> Assigned task: If a line in the records below contains the word "surface", return that line.

++++++++

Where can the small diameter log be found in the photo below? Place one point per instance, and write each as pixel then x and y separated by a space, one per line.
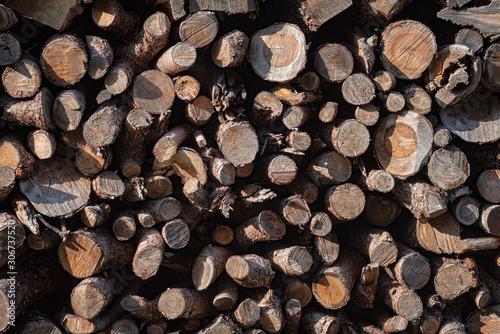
pixel 138 53
pixel 418 51
pixel 10 226
pixel 453 277
pixel 267 226
pixel 103 126
pixel 422 199
pixel 158 211
pixel 319 323
pixel 377 180
pixel 167 145
pixel 95 215
pixel 334 62
pixel 402 300
pixel 22 79
pixel 185 303
pixel 328 169
pixel 229 50
pixel 375 244
pixel 152 91
pixel 109 15
pixel 108 185
pixel 417 99
pixel 384 81
pixel 131 145
pixel 68 108
pixel 411 268
pixel 288 56
pixel 177 58
pixel 293 260
pixel 100 56
pixel 250 271
pixel 332 285
pixel 327 247
pixel 367 114
pixel 89 252
pixel 358 89
pixel 247 313
pixel 186 87
pixel 339 135
pixel 149 253
pixel 488 185
pixel 328 112
pixel 199 29
pixel 91 296
pixel 34 112
pixel 365 291
pixel 7 181
pixel 124 226
pixel 8 18
pixel 158 186
pixel 11 50
pixel 227 294
pixel 64 59
pixel 345 202
pixel 209 264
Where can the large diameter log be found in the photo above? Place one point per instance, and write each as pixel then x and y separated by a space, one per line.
pixel 64 60
pixel 277 53
pixel 332 285
pixel 34 273
pixel 407 58
pixel 88 252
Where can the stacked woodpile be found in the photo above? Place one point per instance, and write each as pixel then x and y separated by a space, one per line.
pixel 288 166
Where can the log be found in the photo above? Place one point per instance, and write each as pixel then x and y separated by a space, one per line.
pixel 288 56
pixel 209 264
pixel 138 53
pixel 339 136
pixel 334 62
pixel 91 296
pixel 131 145
pixel 402 300
pixel 64 59
pixel 345 202
pixel 34 112
pixel 332 285
pixel 453 277
pixel 89 252
pixel 417 51
pixel 109 15
pixel 185 303
pixel 358 89
pixel 22 79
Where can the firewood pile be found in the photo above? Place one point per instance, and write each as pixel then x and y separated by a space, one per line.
pixel 287 166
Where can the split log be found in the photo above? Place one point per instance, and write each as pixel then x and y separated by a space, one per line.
pixel 209 264
pixel 89 252
pixel 131 145
pixel 402 300
pixel 339 136
pixel 334 62
pixel 185 303
pixel 22 79
pixel 34 112
pixel 332 285
pixel 345 202
pixel 64 59
pixel 91 296
pixel 135 56
pixel 417 51
pixel 453 277
pixel 288 56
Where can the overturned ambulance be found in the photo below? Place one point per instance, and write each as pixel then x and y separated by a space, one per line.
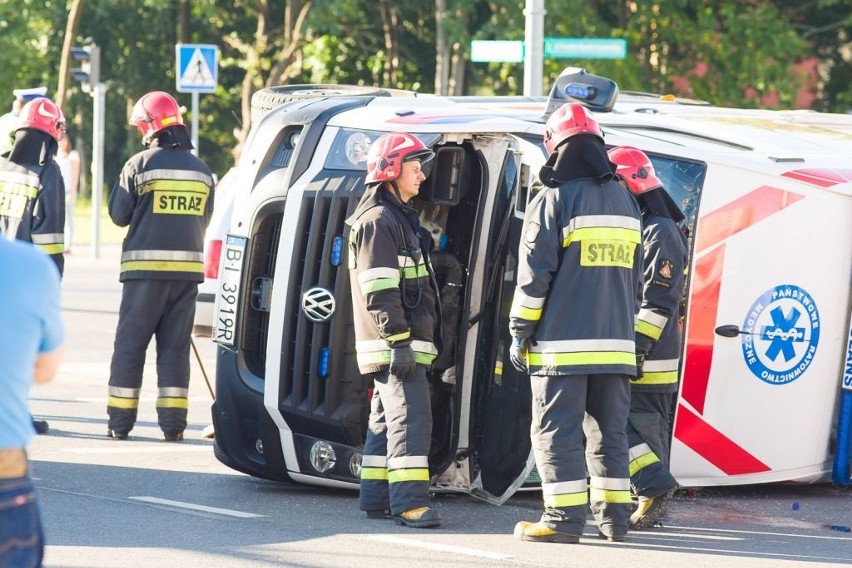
pixel 766 372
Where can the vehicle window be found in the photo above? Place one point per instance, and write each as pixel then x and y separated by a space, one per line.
pixel 683 180
pixel 350 147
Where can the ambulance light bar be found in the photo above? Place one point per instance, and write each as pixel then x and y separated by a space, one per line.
pixel 575 85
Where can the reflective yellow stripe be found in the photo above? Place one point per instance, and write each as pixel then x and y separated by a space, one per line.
pixel 610 495
pixel 398 336
pixel 648 329
pixel 378 285
pixel 566 500
pixel 52 249
pixel 163 266
pixel 643 461
pixel 582 358
pixel 117 402
pixel 661 378
pixel 529 314
pixel 171 402
pixel 603 234
pixel 377 473
pixel 408 475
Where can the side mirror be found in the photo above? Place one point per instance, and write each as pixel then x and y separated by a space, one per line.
pixel 443 186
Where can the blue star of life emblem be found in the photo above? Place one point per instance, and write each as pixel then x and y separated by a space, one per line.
pixel 781 334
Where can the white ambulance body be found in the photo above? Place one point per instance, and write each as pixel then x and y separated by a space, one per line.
pixel 767 344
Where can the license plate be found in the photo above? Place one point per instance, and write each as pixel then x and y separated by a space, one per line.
pixel 228 295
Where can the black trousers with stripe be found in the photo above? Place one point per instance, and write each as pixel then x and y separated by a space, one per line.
pixel 164 309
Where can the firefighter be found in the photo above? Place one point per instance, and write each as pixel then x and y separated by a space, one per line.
pixel 657 336
pixel 165 195
pixel 395 308
pixel 9 121
pixel 32 193
pixel 572 323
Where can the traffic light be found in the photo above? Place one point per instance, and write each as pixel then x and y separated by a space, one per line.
pixel 90 67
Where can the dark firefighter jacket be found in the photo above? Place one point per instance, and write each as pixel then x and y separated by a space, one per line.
pixel 394 294
pixel 166 196
pixel 657 327
pixel 579 276
pixel 32 195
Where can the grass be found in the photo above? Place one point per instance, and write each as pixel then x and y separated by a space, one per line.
pixel 108 232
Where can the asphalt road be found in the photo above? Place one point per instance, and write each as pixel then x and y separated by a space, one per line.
pixel 144 502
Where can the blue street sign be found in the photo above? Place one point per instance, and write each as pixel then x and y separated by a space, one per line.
pixel 197 68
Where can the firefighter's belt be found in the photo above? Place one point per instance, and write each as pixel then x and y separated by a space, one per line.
pixel 13 463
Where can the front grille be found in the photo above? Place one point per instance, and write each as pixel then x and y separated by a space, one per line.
pixel 330 408
pixel 255 323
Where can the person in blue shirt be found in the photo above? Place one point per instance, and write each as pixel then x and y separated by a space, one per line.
pixel 31 334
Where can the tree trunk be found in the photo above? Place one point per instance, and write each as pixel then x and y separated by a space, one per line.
pixel 442 49
pixel 64 62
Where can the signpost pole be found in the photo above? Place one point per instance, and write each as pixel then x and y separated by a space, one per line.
pixel 195 122
pixel 533 50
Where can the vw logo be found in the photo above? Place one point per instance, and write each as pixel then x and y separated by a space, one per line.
pixel 318 304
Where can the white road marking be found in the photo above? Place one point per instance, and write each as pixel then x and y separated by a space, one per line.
pixel 441 547
pixel 194 507
pixel 139 448
pixel 767 533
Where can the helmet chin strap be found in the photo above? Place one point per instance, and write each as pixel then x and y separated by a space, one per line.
pixel 396 191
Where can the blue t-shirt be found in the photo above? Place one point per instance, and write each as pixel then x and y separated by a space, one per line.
pixel 30 324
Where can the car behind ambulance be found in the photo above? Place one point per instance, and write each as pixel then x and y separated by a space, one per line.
pixel 768 203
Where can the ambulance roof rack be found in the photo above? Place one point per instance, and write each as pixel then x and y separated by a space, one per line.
pixel 576 85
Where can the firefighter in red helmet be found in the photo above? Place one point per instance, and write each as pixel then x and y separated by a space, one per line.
pixel 165 195
pixel 395 308
pixel 32 193
pixel 657 336
pixel 572 324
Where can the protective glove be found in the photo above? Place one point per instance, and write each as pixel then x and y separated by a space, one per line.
pixel 640 362
pixel 402 364
pixel 518 354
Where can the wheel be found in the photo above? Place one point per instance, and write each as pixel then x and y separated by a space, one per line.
pixel 267 99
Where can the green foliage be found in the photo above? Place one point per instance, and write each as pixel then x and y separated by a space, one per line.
pixel 730 52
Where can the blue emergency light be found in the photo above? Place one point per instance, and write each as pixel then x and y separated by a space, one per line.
pixel 336 250
pixel 580 92
pixel 324 362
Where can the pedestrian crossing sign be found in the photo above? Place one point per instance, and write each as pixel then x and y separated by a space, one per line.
pixel 197 67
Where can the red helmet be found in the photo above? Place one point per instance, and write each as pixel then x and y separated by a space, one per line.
pixel 155 111
pixel 42 114
pixel 569 120
pixel 635 168
pixel 389 151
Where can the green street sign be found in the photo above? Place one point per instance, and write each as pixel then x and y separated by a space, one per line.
pixel 498 51
pixel 585 48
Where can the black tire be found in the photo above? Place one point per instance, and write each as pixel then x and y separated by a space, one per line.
pixel 267 99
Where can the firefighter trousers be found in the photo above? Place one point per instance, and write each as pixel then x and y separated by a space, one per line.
pixel 565 409
pixel 164 309
pixel 649 435
pixel 395 467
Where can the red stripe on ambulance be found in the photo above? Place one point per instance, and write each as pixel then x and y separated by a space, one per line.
pixel 713 230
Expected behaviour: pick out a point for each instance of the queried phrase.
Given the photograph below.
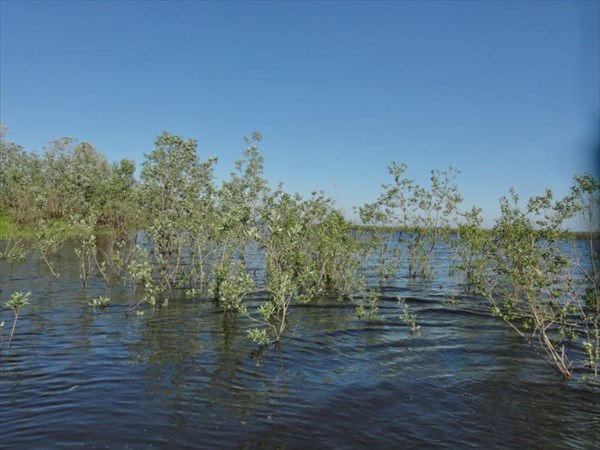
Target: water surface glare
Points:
(185, 376)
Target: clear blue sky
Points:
(508, 92)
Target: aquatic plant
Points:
(17, 301)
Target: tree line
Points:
(174, 228)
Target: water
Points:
(185, 376)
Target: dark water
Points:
(185, 376)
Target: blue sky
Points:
(508, 92)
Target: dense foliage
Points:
(174, 228)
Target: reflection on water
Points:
(186, 376)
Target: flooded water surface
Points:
(186, 376)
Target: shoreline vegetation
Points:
(10, 229)
(227, 242)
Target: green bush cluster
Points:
(175, 228)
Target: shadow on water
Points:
(185, 376)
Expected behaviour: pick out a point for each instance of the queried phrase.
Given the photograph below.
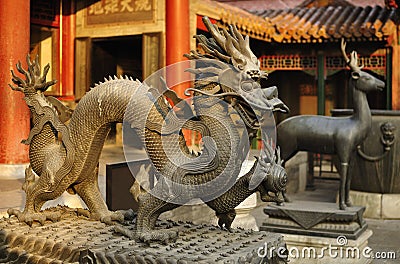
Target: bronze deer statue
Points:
(333, 135)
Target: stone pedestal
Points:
(317, 232)
(78, 240)
(315, 219)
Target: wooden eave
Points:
(307, 25)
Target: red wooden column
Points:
(14, 46)
(178, 43)
(177, 39)
(68, 50)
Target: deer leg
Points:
(343, 180)
(347, 189)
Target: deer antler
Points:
(352, 62)
(33, 81)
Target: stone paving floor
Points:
(385, 238)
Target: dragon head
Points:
(229, 62)
(269, 177)
(34, 84)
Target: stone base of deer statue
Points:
(320, 231)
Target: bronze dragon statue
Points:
(65, 154)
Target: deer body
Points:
(333, 135)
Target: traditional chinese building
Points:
(297, 42)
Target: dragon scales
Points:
(65, 155)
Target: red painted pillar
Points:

++++++++

> Response:
Target: water surface glare
Target: flooded water surface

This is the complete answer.